*Excerpted data*.
▽
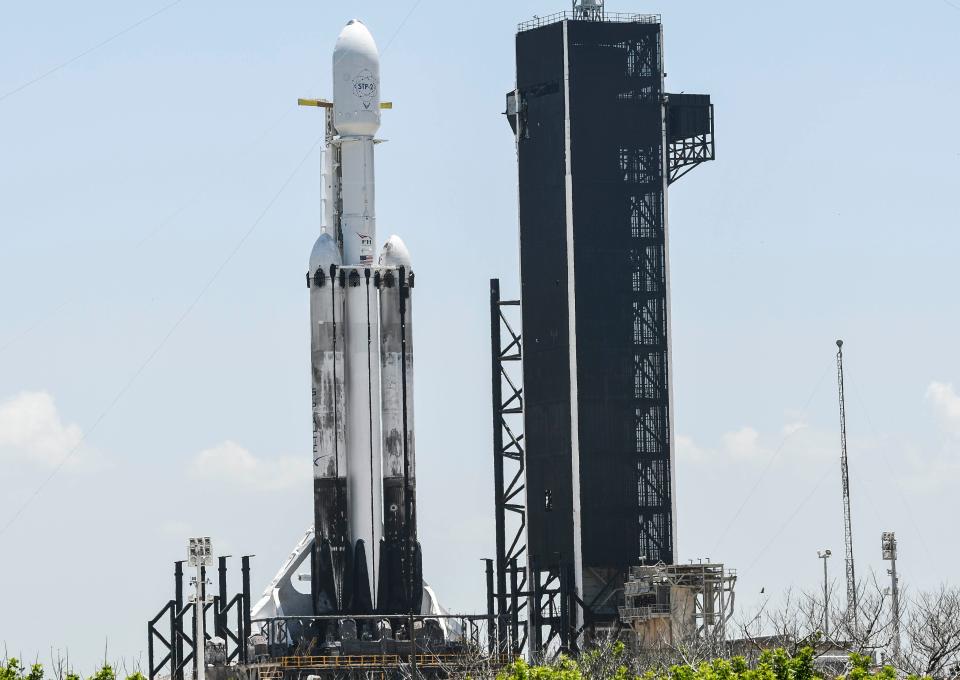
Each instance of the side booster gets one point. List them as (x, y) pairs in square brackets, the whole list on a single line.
[(366, 558)]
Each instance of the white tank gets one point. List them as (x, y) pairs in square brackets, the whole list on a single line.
[(364, 492), (326, 354), (356, 82), (356, 117), (396, 378), (329, 417)]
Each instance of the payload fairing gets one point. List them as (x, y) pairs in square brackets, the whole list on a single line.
[(366, 557)]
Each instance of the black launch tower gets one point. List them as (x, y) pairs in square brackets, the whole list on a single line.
[(598, 143)]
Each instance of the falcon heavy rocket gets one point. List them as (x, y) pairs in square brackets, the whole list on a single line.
[(366, 558)]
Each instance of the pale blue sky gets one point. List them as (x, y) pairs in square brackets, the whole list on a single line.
[(129, 177)]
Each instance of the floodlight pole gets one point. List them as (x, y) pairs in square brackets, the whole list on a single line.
[(889, 547), (825, 555), (200, 638)]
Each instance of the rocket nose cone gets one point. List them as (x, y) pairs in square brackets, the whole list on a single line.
[(325, 253), (395, 254), (355, 37)]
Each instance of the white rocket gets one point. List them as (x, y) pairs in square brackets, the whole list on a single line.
[(366, 558)]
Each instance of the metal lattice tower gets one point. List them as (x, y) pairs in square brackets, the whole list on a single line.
[(845, 474)]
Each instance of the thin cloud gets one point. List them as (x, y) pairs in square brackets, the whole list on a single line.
[(231, 464), (31, 429), (946, 405)]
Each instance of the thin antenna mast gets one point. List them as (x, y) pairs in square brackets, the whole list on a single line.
[(847, 526)]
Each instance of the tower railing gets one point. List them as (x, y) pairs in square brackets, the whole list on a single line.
[(613, 17)]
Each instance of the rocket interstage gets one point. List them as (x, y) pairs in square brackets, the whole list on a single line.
[(366, 557)]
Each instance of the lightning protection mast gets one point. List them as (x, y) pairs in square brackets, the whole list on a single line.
[(845, 474)]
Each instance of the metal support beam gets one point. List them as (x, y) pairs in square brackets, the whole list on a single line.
[(508, 467)]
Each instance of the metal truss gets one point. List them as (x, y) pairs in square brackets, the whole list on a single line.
[(508, 466), (687, 152), (174, 626)]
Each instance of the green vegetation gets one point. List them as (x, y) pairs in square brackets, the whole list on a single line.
[(611, 663), (12, 669)]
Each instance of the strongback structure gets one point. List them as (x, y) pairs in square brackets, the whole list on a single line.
[(598, 143)]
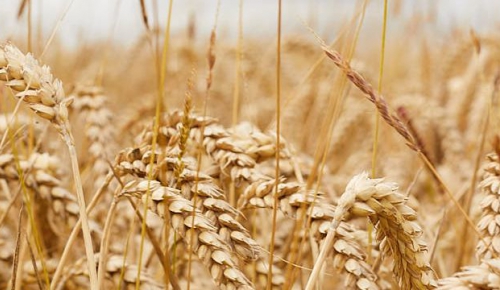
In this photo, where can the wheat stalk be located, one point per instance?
(45, 96)
(91, 104)
(397, 231)
(489, 247)
(347, 254)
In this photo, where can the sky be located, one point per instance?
(93, 20)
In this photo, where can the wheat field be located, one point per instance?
(299, 161)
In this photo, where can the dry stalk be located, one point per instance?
(348, 256)
(45, 96)
(90, 103)
(489, 247)
(209, 245)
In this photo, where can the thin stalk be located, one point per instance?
(237, 74)
(74, 233)
(159, 106)
(211, 63)
(278, 133)
(105, 243)
(87, 238)
(379, 89)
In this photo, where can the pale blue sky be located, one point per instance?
(89, 20)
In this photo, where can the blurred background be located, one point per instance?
(95, 20)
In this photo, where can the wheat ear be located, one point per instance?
(397, 231)
(45, 96)
(490, 205)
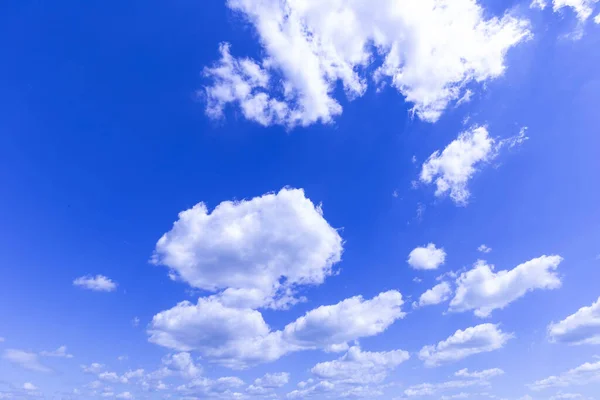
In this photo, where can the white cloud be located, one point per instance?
(562, 396)
(360, 367)
(582, 375)
(29, 386)
(452, 169)
(237, 337)
(582, 327)
(582, 8)
(484, 249)
(98, 283)
(60, 352)
(485, 374)
(274, 380)
(25, 360)
(428, 257)
(430, 55)
(477, 339)
(483, 290)
(256, 250)
(436, 295)
(93, 368)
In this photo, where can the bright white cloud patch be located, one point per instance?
(257, 251)
(582, 375)
(428, 50)
(436, 295)
(452, 169)
(582, 8)
(360, 367)
(484, 249)
(237, 337)
(25, 359)
(483, 290)
(60, 352)
(582, 327)
(478, 339)
(98, 283)
(428, 257)
(485, 374)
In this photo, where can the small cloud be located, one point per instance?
(484, 249)
(60, 352)
(98, 283)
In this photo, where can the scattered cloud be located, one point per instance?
(464, 343)
(436, 295)
(429, 54)
(582, 375)
(428, 257)
(24, 359)
(253, 252)
(60, 352)
(238, 337)
(29, 386)
(582, 327)
(484, 249)
(360, 367)
(98, 283)
(483, 290)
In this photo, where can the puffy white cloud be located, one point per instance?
(464, 343)
(582, 327)
(347, 320)
(582, 375)
(582, 8)
(360, 367)
(485, 374)
(29, 386)
(255, 250)
(428, 257)
(452, 169)
(274, 380)
(25, 359)
(430, 51)
(484, 249)
(483, 290)
(98, 283)
(436, 295)
(237, 337)
(60, 352)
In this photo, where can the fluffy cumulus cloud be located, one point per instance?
(452, 168)
(464, 343)
(254, 251)
(360, 367)
(236, 337)
(582, 375)
(98, 283)
(61, 352)
(428, 257)
(25, 359)
(483, 290)
(582, 327)
(582, 8)
(436, 295)
(428, 50)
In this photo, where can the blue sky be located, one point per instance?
(199, 202)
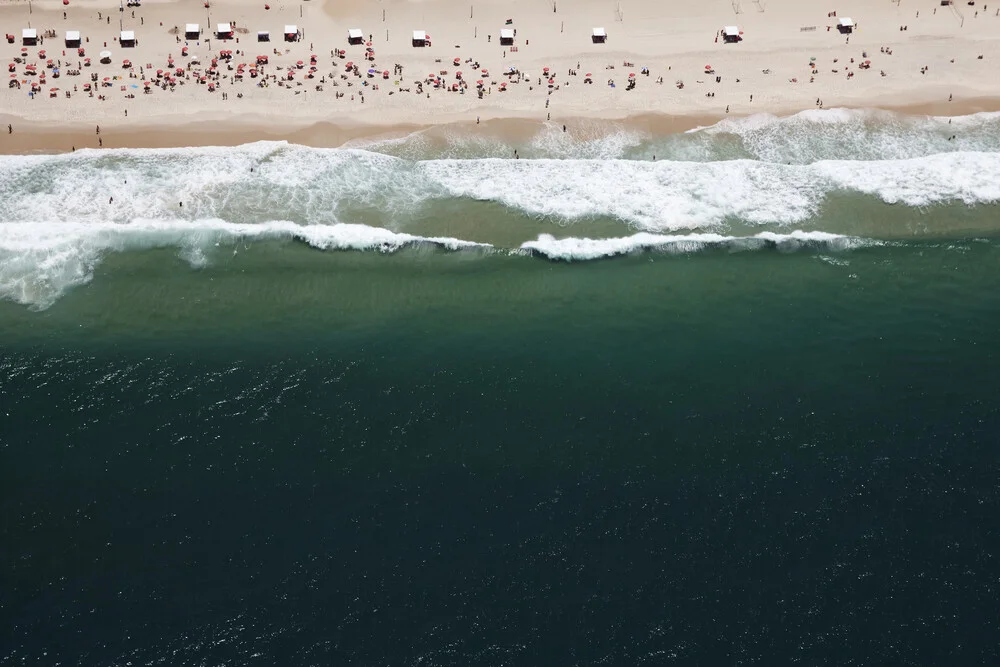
△
*Work to be completed*.
Produce an exact copy of every line above, with the images left out.

*Answer section*.
Each instance of the side booster gets one point. List them as (x, y) pairs in square brackets, the whole list on a single line.
[(366, 558)]
Each instance of the white tank gets one point. List them as (x, y) pairs in square brackets, the whole list on a single line.
[(364, 492), (326, 354), (356, 82), (356, 117), (396, 378), (329, 417)]
Each instance of the payload fairing gets one point. List them as (x, y) pairs in square brackets, the whole list on a single line.
[(366, 557)]
Each instance of the black launch tower gets one point. List them as (x, y) pairs in square brackets, the whole list on a single line.
[(598, 143)]
Each instance of the falcon heavy rocket gets one point. List them as (x, y) pairs in square brackets, the whole list on a single line.
[(366, 558)]
Each instance of the pale blue sky gets one point. List them as (x, y) pairs in square brackets, the whole list on a single line.
[(129, 177)]
Each instance of the floodlight pole gets one point. List them as (x, y) pairs in square brackets, the whole list on a single line.
[(889, 547), (825, 555), (200, 638)]
Each instance of the rocket nose cone gets one point. List them as (x, y) pairs in square brackets, the whole list on a single line.
[(325, 253), (395, 254), (355, 37)]
Each instance of the white rocket gets one point. List them as (x, y) pairs in square brackets, the whole list on a single line.
[(366, 558)]
Each instance of the metal lattice tower gets one point. List them as (x, y) pairs in square brackets, the whole list on a single line.
[(845, 474)]
Each instance of the thin cloud gets one point. List them as (x, y) pairs in square brackets, the whole list on a single line.
[(231, 464), (31, 429), (946, 405)]
Each instance of the thin antenna mast gets one point. List them as (x, y) pairs in square brackets, the whole list on a single line.
[(847, 526)]
Each instance of the tower railing gets one point. List them as (x, y) pairs in square brackets, the whole list on a single line.
[(613, 17)]
Each instance of the rocket interstage gets one point. List them as (x, y) pairs in square brackets, the whole list on a single line.
[(366, 557)]
Each instance of the lightning protection mast gets one point. List them as (x, y) pairs in square brackets, the whole list on a single line.
[(845, 474)]
Each instance of the metal support beam gets one point. List them as (x, y) pairs in square brackets, the whole list on a single line.
[(508, 467)]
Each instance of the metal truss gets one point. List them as (x, y) pairs in square brackets, the whole list on a single line.
[(508, 466), (687, 152), (174, 626)]
Each instance of the green vegetation gets one point. List them as (x, y) pairs in square brackets, the whole list on a single line.
[(611, 663), (12, 669)]
Each instance of the strongback structure gets one point. List them as (x, y) pairs in square brackets, the whole list on a single line.
[(598, 143)]
In this photo, where can the wheat stalk be located, one point per instance?
(45, 96)
(91, 104)
(397, 231)
(489, 247)
(347, 254)
In this photo, where can the sky be located, one point per instance?
(93, 20)
In this photo, where can the wheat field be located, one point per instance?
(299, 161)
In this photo, where can the dry stalk be located, one point per instance?
(348, 256)
(45, 96)
(90, 103)
(489, 247)
(209, 245)
In this photo, where can the thin stalk be located, one point per instance?
(237, 74)
(74, 233)
(159, 106)
(211, 63)
(278, 133)
(105, 243)
(87, 238)
(379, 89)
In this photo, where can the pale blue sky be located, one point per instance?
(89, 20)
In this photo, where can the blurred background be located, one point per instance?
(95, 20)
In this photo, where can the wheat ear be located, one point per instance?
(397, 231)
(45, 96)
(490, 205)
In this photo, where can the white cloud be located, one point per instance?
(562, 396)
(360, 367)
(582, 375)
(29, 386)
(452, 169)
(237, 337)
(582, 327)
(582, 8)
(484, 249)
(98, 283)
(60, 352)
(485, 374)
(274, 380)
(25, 360)
(428, 257)
(430, 55)
(477, 339)
(483, 290)
(256, 250)
(436, 295)
(93, 368)
In this photo, where can the bright white cloud patch be located, one point per instance?
(257, 251)
(582, 375)
(428, 50)
(436, 295)
(452, 169)
(582, 8)
(360, 367)
(484, 249)
(237, 337)
(25, 359)
(483, 290)
(60, 352)
(582, 327)
(478, 339)
(98, 283)
(428, 257)
(485, 374)
In this photo, where can the small cloud be located, one point per instance?
(484, 249)
(60, 352)
(98, 283)
In this photo, where can the scattered cloud be located, one point per instance?
(464, 343)
(436, 295)
(429, 54)
(582, 375)
(428, 257)
(24, 359)
(253, 252)
(60, 352)
(238, 337)
(29, 386)
(582, 327)
(484, 249)
(360, 367)
(98, 283)
(483, 290)
In this photo, where can the puffy white cloud be located, one point per instance?
(464, 343)
(582, 327)
(347, 320)
(582, 375)
(582, 8)
(360, 367)
(485, 374)
(29, 386)
(255, 250)
(428, 257)
(452, 169)
(274, 380)
(25, 359)
(430, 51)
(484, 249)
(483, 290)
(98, 283)
(436, 295)
(237, 337)
(60, 352)
In this photo, where can the fluffy cumulus cloud be located, one point per instance?
(452, 168)
(464, 343)
(254, 251)
(360, 367)
(236, 337)
(582, 375)
(98, 283)
(61, 352)
(428, 257)
(25, 359)
(483, 290)
(582, 327)
(582, 8)
(436, 295)
(428, 50)
In this photo, where can the blue sky be located, one point per instance?
(199, 202)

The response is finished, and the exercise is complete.